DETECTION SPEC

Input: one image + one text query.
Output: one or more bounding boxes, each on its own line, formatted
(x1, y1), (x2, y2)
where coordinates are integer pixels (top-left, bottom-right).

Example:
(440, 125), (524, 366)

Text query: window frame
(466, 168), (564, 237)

○ ○ ○

> 作業内容
上の項目の各行を、空行を除いてMarkdownの表に変換してください。列は「番号」と「行」の二つとし、「番号」には1から順に行番号を入れてください。

> 解答
| 番号 | 行 |
|---|---|
| 1 | DETECTION SPEC |
| 2 | Input: one image + one text query. |
| 3 | Output: one or more bounding boxes, each on its own line, formatted |
| 4 | (x1, y1), (x2, y2) |
| 5 | where coordinates are integer pixels (top-left, bottom-right). |
| 6 | Example: |
| 7 | (440, 125), (524, 366) |
| 8 | Text query: window frame |
| 9 | (466, 168), (564, 237) |